→ Given information:
=-=-=-=-=
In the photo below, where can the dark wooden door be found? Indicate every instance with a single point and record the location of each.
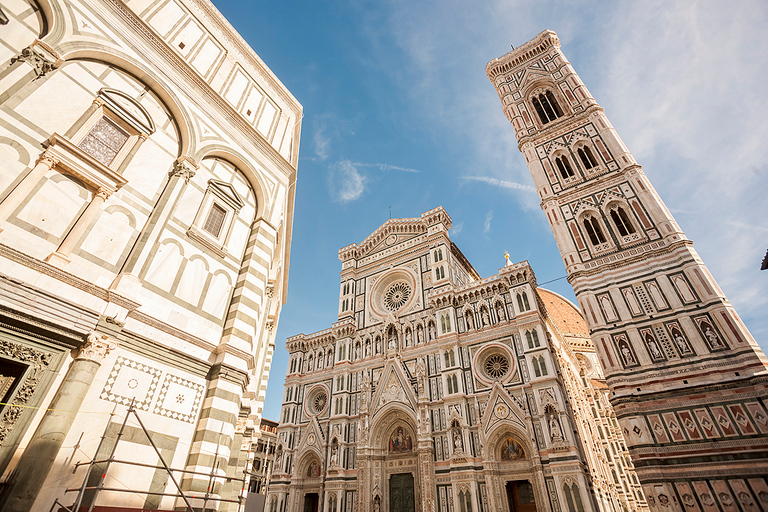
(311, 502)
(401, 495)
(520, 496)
=-=-=-=-=
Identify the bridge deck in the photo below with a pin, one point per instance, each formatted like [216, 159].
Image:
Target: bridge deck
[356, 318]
=-=-=-=-=
→ Stated goal:
Return each line in the records that contains the string "instance", matching case exactly.

→ Written answer:
In the photo below, where can the dark wooden door be found? Indicate every instance with a single point and record the location of each.
Identify the bridge deck in the photo below with a pin, one point per instance, each formatted like [216, 159].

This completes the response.